--- Available data Enclosed Below ---

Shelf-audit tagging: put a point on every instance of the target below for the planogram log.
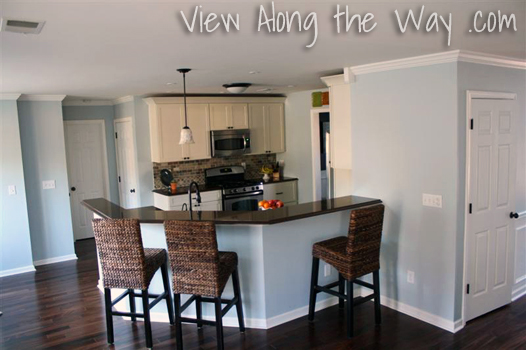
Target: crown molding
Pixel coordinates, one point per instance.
(439, 58)
(333, 80)
(9, 96)
(123, 99)
(54, 98)
(86, 103)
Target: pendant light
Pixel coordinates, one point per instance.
(186, 133)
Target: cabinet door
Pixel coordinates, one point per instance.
(257, 122)
(276, 128)
(171, 119)
(219, 116)
(198, 122)
(239, 116)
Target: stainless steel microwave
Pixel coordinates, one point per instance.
(230, 142)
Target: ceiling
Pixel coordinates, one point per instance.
(104, 50)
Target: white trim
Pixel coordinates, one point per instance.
(85, 103)
(123, 99)
(315, 150)
(6, 97)
(55, 260)
(18, 270)
(439, 58)
(518, 293)
(471, 95)
(338, 79)
(54, 98)
(255, 323)
(422, 315)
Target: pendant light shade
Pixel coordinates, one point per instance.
(186, 132)
(186, 136)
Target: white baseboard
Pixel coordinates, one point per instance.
(518, 293)
(55, 260)
(257, 323)
(18, 270)
(419, 314)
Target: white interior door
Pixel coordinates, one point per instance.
(126, 164)
(87, 170)
(489, 240)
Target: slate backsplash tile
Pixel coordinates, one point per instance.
(188, 171)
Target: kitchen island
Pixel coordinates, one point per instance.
(274, 249)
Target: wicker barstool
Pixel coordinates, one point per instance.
(202, 271)
(127, 265)
(353, 256)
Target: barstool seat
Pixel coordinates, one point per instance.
(125, 264)
(353, 256)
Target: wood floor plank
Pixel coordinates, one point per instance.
(59, 306)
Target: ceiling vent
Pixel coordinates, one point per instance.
(21, 26)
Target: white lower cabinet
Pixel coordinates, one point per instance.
(210, 200)
(287, 192)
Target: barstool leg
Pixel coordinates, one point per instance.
(199, 311)
(133, 309)
(350, 309)
(239, 304)
(178, 324)
(377, 311)
(168, 297)
(341, 290)
(109, 316)
(313, 283)
(219, 324)
(147, 324)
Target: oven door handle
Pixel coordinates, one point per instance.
(253, 194)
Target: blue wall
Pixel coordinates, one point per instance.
(15, 242)
(402, 147)
(105, 113)
(44, 158)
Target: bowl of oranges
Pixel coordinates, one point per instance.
(271, 204)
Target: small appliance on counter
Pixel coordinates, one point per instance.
(238, 194)
(227, 143)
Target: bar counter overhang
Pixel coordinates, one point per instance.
(274, 249)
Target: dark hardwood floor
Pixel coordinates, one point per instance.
(60, 307)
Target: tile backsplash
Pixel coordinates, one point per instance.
(188, 171)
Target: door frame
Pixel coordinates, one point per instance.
(315, 146)
(102, 124)
(470, 96)
(137, 184)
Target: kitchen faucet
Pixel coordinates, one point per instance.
(198, 194)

--- End of Enclosed Available data ---

## Exercise details:
Repeat the whole listing above word for word. Leave out the pictures.

## Answer below:
Shelf-audit tagging: put a point on every instance of the target below for the planogram log.
Target: crown molding
Pixel coordinates, one point per instance.
(439, 58)
(333, 80)
(9, 96)
(123, 99)
(54, 98)
(86, 103)
Target: pendant light
Pixel coordinates, one point per instance.
(186, 133)
Target: cabinet door
Pixel coordinates, one point per instance.
(257, 122)
(276, 128)
(171, 119)
(219, 116)
(198, 122)
(239, 116)
Target: stainless steel microwave
Pixel coordinates, one point per instance.
(230, 142)
Target: ceiling
Pixel coordinates, one point per instance.
(104, 50)
Target: white trim
Pixel coordinates, one point per instance.
(85, 103)
(123, 99)
(315, 150)
(6, 97)
(55, 260)
(18, 270)
(439, 58)
(518, 293)
(471, 95)
(338, 79)
(54, 98)
(255, 323)
(422, 315)
Target: pendant light shade
Pixel coordinates, one point per instance.
(186, 132)
(186, 136)
Target: white baseboard
Pixel coordinates, one point per instance.
(518, 293)
(55, 260)
(257, 323)
(18, 270)
(419, 314)
Target: white interior door
Pixel coordinates, one point per instance.
(126, 164)
(87, 170)
(489, 240)
Target: slate backsplash tile
Pixel coordinates, one point per instance.
(188, 171)
Target: kitchen island
Pixel coordinates, one point per instance.
(274, 249)
Target: wicker barstool
Pixel coordinates, one point per instance.
(202, 271)
(127, 265)
(353, 256)
Target: barstool seat
Pixel coordinates, one point per instance.
(125, 264)
(353, 256)
Target: wood floor plank
Pixel coordinates, one point per instance.
(59, 306)
Target: ceiling vent
Pixel coordinates, one point per instance.
(21, 26)
Target: white lower cabinet
Pixel coordinates, one point per instance.
(210, 200)
(287, 192)
Target: barstool leg
Pixel coordinates, one point per instance.
(199, 311)
(133, 309)
(350, 309)
(239, 304)
(178, 324)
(377, 311)
(168, 297)
(341, 290)
(109, 316)
(313, 283)
(219, 324)
(147, 324)
Target: oven door handle
Pixel coordinates, one point per instance.
(253, 194)
Target: blue wall
Pixel coordinates, one point per instance.
(15, 242)
(402, 147)
(105, 113)
(44, 158)
Target: bowl of oranges
Pixel coordinates, one point per instance.
(271, 204)
Target: small appliance on counter
Pixel coordinates, one point per instance.
(238, 194)
(227, 143)
Target: bar counter overhang
Pixel coordinates, one point per instance.
(274, 249)
Target: dark hardwood floor
Pixel coordinates, one point per instance.
(60, 307)
Target: tile backsplash
Pixel coordinates, one point per instance.
(188, 171)
Target: door frame
Pixel coordinates, one point per instance.
(315, 146)
(102, 124)
(470, 96)
(137, 184)
Target: kitchen faucet
Pixel coordinates, one point per instance.
(198, 194)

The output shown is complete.